» WHAT YOU WILL DO
Which of the lines below holds the string "cloud"? Copy every line that does.
(GIVEN RECORDS)
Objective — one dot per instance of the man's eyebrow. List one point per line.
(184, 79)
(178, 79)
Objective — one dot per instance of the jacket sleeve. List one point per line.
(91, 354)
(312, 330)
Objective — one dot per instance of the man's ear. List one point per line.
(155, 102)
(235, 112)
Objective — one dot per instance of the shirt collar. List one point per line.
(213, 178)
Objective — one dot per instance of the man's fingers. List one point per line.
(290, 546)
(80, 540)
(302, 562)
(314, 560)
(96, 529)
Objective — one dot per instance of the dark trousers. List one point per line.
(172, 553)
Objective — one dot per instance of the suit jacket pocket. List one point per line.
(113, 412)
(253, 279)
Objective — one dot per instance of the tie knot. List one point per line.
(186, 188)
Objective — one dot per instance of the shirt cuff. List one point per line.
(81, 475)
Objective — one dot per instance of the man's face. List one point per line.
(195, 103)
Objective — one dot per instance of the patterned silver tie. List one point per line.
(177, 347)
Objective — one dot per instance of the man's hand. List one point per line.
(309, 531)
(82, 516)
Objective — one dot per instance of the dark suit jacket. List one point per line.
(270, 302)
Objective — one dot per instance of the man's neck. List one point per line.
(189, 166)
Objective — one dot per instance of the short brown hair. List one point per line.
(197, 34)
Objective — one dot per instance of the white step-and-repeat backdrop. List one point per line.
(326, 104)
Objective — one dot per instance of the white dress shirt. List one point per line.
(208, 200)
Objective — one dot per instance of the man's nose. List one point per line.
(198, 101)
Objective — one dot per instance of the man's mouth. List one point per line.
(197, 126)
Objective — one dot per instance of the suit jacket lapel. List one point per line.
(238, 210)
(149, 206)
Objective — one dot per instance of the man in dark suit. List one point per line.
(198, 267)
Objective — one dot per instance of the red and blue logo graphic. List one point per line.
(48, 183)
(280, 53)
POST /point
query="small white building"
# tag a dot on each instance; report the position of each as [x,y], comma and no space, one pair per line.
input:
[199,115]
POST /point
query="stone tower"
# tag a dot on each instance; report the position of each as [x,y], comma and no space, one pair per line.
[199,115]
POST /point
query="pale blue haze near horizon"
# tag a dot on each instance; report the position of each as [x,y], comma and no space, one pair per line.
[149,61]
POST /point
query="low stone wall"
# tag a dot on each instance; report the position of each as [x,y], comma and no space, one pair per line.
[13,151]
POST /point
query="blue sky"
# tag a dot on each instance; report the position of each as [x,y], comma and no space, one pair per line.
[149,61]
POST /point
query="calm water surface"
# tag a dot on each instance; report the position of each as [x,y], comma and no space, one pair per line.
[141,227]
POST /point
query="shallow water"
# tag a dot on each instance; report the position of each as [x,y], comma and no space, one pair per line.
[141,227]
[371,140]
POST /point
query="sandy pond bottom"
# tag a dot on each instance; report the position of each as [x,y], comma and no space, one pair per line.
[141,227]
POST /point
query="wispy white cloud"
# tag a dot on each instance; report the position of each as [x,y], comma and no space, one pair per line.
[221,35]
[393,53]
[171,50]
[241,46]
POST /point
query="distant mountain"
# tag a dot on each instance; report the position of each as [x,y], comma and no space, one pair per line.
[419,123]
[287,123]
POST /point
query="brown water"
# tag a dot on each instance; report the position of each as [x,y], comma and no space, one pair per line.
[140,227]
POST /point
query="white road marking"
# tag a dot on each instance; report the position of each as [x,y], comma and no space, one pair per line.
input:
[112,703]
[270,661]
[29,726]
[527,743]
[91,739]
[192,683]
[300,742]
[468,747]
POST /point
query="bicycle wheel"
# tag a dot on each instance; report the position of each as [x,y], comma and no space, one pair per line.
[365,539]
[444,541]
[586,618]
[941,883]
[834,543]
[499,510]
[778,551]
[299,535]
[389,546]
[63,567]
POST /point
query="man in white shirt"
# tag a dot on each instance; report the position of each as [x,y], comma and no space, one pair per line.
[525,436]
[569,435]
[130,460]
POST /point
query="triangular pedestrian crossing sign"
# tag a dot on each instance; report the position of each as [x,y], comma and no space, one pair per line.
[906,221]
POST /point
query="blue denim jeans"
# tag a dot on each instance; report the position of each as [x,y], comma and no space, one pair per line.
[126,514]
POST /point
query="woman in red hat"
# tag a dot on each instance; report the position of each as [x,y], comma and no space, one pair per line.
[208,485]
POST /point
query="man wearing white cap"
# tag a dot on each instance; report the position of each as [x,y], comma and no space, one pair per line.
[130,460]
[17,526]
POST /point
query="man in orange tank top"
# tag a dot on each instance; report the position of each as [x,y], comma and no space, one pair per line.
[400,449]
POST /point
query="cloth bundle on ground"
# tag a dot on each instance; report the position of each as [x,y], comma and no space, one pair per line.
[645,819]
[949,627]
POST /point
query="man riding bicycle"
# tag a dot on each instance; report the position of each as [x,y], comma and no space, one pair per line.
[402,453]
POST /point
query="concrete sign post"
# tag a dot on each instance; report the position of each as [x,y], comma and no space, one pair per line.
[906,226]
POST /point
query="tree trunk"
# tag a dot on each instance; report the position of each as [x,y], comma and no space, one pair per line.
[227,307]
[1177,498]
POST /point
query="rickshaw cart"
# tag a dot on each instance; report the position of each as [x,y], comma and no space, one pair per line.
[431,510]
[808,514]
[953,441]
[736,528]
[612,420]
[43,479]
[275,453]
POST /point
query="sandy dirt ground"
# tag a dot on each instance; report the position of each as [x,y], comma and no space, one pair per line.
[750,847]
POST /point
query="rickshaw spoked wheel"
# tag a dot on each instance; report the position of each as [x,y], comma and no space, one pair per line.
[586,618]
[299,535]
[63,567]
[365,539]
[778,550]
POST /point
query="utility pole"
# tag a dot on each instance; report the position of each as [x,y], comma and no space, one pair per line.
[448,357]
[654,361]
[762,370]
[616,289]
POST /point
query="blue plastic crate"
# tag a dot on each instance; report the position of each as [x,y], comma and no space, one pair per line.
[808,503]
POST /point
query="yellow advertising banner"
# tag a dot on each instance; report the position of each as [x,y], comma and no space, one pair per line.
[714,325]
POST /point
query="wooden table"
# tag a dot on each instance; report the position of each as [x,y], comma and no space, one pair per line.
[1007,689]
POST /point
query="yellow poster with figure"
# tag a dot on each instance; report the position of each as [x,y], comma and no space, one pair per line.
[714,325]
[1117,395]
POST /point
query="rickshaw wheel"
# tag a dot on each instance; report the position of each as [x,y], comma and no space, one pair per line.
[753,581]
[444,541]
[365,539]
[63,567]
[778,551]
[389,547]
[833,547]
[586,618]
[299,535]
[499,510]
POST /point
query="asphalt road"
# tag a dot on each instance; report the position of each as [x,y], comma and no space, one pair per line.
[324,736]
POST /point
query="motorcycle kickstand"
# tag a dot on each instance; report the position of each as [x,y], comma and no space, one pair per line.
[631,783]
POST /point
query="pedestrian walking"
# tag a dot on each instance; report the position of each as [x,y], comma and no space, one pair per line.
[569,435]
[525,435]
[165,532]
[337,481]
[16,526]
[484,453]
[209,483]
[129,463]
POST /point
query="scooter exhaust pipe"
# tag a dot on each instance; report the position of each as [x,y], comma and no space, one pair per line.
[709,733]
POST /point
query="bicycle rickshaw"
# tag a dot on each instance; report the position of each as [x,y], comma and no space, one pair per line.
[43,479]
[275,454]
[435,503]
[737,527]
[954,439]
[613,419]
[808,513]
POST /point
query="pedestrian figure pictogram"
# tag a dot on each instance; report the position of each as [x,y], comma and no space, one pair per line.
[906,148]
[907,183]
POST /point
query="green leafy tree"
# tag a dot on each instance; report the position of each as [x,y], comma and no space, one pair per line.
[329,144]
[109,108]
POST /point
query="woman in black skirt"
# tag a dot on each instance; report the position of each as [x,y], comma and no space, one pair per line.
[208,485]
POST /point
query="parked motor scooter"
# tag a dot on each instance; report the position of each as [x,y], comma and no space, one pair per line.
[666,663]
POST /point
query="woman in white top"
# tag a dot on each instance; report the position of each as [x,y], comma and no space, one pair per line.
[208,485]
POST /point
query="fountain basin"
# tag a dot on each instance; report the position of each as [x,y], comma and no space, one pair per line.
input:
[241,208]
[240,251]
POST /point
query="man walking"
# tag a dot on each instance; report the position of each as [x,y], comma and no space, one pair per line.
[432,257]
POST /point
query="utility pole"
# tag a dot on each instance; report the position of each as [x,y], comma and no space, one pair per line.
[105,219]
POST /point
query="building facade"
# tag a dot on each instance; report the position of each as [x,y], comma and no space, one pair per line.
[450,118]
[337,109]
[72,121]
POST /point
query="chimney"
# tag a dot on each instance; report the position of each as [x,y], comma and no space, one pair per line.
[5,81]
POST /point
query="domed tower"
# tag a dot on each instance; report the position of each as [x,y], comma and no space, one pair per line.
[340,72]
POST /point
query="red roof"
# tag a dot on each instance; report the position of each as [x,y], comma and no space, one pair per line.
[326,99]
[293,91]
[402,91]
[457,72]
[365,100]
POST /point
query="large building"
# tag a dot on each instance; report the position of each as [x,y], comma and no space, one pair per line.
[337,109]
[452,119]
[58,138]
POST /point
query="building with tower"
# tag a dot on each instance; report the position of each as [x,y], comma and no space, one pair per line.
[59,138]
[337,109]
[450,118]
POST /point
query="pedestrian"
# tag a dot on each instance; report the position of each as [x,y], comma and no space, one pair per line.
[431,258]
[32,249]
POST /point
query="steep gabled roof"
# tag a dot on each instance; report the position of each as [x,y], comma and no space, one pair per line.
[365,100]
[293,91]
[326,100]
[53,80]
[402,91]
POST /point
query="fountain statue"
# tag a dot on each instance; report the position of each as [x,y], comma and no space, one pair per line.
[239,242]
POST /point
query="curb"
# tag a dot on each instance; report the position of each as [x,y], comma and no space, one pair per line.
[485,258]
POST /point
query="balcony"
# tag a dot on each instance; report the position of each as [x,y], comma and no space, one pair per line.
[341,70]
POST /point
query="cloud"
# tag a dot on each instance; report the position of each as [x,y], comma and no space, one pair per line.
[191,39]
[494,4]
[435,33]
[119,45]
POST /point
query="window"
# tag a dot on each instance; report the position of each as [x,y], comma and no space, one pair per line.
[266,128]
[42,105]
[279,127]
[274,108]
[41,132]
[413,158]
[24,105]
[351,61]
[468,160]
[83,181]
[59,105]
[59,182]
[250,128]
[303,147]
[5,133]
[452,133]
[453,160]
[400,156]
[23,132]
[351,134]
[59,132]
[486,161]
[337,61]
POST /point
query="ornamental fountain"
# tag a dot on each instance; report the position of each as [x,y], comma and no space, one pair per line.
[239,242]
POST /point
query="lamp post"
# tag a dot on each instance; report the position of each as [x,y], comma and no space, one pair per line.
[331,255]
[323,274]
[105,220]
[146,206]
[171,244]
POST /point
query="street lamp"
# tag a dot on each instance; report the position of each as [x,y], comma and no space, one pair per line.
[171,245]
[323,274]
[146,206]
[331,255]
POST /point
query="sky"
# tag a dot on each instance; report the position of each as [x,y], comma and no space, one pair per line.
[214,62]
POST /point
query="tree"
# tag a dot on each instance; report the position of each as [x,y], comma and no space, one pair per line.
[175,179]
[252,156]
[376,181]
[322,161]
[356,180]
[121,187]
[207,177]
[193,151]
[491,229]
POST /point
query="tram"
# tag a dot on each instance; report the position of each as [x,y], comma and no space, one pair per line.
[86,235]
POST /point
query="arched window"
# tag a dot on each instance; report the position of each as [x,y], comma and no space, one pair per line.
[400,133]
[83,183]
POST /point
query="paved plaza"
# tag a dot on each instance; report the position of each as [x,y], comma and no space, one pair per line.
(End GIVEN RECORDS)
» WRITTEN RESPONSE
query="wispy white cloud"
query="cloud"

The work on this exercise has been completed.